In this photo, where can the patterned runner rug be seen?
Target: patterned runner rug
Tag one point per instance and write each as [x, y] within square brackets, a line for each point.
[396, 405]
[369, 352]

• [Your goal]
Can you print every line of the items above again, word for word and without any changes?

• [Result of the task]
In this photo, where can the patterned runner rug be seen?
Target: patterned runner rug
Tag one point per instance and write each as [x, y] within square brackets, a line for each point.
[396, 405]
[369, 352]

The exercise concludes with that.